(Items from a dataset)
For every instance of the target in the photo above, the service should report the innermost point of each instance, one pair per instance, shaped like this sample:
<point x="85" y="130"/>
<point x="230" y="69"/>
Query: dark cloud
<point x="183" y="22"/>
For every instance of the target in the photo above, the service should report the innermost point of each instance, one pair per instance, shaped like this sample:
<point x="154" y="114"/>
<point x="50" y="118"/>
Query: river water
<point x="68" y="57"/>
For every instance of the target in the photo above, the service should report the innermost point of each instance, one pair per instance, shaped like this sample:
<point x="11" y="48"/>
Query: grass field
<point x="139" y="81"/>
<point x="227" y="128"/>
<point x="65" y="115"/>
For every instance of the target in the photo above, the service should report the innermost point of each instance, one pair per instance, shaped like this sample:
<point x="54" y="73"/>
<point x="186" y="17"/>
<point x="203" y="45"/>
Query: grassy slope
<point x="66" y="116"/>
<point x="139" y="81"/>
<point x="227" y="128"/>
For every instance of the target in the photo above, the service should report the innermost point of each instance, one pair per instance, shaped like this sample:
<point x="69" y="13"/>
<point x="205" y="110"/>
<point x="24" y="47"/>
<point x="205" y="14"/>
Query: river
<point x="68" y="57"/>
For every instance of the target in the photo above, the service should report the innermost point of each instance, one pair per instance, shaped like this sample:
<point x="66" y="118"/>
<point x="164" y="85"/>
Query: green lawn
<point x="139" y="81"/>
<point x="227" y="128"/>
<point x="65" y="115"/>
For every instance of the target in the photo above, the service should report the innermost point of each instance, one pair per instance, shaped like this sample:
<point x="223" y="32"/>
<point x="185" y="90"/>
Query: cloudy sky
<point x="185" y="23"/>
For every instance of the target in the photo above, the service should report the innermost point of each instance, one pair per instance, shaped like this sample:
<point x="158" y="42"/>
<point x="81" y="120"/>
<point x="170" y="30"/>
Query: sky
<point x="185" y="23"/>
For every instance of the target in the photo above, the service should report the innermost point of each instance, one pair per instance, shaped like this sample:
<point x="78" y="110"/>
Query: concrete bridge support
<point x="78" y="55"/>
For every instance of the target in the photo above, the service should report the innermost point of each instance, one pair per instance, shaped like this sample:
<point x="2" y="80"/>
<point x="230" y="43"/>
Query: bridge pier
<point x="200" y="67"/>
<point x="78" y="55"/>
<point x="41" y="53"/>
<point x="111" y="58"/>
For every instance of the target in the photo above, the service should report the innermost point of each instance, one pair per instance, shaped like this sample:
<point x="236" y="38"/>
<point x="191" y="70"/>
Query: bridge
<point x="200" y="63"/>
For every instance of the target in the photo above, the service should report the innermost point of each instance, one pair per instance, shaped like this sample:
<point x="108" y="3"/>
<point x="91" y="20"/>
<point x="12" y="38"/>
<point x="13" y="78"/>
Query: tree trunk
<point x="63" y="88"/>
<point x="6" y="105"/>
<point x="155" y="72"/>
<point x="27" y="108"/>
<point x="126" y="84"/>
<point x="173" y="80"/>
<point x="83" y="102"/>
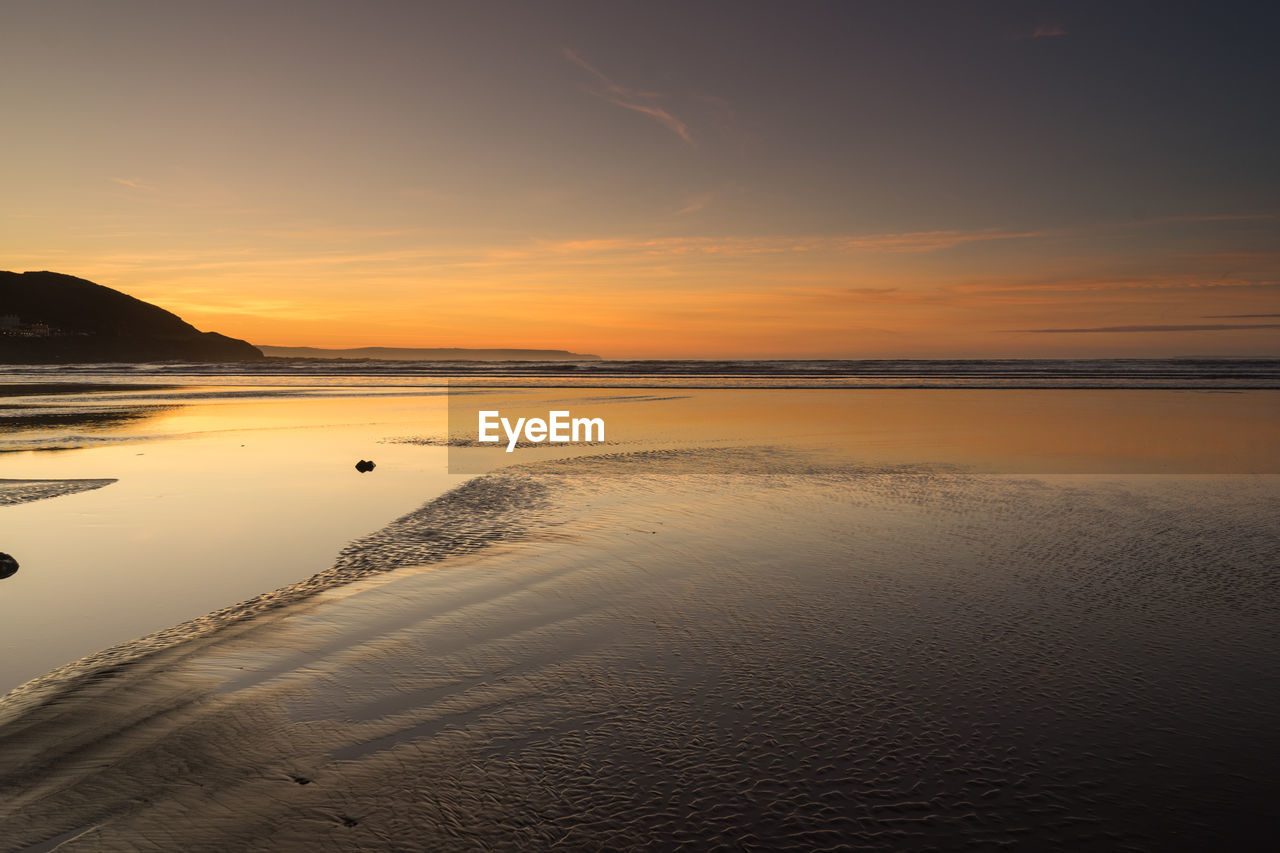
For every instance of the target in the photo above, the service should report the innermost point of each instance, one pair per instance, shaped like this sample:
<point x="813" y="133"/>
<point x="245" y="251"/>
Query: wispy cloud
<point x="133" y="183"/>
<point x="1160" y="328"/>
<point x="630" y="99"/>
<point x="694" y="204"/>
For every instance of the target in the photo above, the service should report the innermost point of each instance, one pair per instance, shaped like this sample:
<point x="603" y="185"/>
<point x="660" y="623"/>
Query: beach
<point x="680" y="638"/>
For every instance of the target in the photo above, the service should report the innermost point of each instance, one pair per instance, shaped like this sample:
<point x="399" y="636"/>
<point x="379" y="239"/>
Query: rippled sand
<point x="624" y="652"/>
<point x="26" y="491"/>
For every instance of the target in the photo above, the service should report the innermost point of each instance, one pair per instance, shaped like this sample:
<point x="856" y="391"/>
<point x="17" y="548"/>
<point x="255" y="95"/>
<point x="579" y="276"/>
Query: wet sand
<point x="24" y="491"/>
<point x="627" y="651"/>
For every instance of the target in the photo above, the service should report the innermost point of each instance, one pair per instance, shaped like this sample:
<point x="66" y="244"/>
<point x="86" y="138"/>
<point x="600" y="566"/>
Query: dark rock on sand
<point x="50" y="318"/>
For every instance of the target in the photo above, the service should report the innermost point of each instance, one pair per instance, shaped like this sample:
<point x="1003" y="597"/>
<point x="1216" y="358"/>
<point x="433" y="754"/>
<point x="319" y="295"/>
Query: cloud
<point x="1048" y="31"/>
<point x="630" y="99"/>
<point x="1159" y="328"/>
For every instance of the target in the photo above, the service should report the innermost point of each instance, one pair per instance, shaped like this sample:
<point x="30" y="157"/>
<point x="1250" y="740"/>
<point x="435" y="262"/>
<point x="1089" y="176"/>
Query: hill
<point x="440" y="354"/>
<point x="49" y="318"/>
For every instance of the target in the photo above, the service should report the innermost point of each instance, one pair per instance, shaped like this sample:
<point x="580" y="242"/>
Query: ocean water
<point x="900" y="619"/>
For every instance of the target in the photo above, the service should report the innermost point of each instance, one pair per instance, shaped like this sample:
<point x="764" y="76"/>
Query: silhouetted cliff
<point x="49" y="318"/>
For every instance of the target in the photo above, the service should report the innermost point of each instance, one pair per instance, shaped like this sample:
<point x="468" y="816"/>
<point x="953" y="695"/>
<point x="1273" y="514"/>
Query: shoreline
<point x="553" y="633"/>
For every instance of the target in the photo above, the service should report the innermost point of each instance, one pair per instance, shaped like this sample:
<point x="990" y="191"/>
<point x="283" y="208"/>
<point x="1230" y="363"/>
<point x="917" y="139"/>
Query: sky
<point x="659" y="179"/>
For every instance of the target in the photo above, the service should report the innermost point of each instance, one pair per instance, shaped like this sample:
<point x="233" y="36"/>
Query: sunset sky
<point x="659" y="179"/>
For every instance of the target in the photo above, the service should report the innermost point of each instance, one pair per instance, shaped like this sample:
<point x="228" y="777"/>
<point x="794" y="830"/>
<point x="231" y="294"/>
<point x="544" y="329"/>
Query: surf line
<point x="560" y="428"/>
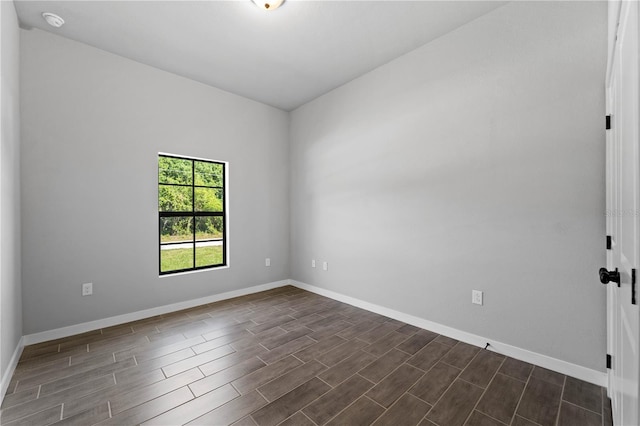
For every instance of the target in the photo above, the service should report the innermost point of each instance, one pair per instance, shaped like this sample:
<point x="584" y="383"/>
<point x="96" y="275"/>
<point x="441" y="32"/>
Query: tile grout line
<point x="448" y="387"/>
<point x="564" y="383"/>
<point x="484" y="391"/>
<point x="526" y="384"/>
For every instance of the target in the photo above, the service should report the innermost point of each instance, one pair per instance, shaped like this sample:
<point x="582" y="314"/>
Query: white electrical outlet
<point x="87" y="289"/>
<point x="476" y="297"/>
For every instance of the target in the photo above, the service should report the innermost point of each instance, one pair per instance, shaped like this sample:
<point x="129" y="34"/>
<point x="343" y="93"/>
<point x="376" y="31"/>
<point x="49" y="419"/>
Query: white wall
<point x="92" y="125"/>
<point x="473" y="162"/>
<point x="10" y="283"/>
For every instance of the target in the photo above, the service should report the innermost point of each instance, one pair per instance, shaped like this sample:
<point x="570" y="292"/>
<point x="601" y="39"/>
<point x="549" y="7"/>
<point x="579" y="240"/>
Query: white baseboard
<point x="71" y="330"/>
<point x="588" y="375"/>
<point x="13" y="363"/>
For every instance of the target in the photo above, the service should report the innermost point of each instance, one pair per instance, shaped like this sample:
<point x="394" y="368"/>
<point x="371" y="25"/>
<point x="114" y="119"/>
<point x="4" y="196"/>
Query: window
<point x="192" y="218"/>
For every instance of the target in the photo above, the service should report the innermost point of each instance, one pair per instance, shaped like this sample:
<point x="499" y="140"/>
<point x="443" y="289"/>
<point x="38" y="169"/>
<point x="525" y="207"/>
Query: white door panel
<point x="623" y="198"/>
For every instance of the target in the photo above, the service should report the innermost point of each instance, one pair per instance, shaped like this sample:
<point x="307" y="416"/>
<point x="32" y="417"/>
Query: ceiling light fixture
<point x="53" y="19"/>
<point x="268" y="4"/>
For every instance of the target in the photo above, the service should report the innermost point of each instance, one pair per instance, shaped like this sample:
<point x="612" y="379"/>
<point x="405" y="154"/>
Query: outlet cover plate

> SHORT TASK
Show each line of the material above that contains the word "water", with case counting.

> RESPONSE TO THIS TASK
Query: river water
Query: ocean water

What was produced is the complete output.